*Problem*. Which lines below include "rear"? Copy them all.
----- Dataset records
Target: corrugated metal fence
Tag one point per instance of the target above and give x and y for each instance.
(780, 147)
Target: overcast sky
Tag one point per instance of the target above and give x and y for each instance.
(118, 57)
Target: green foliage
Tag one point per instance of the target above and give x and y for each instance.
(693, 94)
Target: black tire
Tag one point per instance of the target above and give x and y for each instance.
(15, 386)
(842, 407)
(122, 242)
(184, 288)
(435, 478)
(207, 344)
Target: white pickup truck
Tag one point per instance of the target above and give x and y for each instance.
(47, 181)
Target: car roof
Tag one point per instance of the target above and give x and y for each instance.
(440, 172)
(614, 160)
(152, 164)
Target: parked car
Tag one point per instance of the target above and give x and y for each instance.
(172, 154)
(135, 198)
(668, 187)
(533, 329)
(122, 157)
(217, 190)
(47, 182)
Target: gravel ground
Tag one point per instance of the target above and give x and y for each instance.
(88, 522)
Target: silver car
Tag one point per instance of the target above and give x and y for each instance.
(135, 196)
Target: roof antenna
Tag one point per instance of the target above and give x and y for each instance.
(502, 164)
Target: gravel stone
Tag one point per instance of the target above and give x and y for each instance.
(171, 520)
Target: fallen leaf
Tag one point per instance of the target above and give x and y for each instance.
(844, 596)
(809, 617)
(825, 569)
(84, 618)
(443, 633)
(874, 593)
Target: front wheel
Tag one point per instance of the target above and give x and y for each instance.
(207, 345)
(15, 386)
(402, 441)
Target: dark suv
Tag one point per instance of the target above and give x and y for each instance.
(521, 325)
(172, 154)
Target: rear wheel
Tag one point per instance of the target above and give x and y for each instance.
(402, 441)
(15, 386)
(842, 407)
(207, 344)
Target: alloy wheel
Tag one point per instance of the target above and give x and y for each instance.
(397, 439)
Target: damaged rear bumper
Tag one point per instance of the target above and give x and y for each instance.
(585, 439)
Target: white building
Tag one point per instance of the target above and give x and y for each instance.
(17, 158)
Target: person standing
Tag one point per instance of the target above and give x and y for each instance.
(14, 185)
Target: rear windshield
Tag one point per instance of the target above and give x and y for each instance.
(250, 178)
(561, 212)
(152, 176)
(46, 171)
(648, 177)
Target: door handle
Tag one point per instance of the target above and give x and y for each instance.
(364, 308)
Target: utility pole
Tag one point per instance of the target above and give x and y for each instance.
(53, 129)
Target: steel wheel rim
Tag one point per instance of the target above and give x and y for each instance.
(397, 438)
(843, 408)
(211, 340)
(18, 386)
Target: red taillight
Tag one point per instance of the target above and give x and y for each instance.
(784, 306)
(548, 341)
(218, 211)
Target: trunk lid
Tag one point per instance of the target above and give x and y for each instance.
----------
*Completed task*.
Target: rear wheel
Target: damaged rear bumper
Target: rear windshield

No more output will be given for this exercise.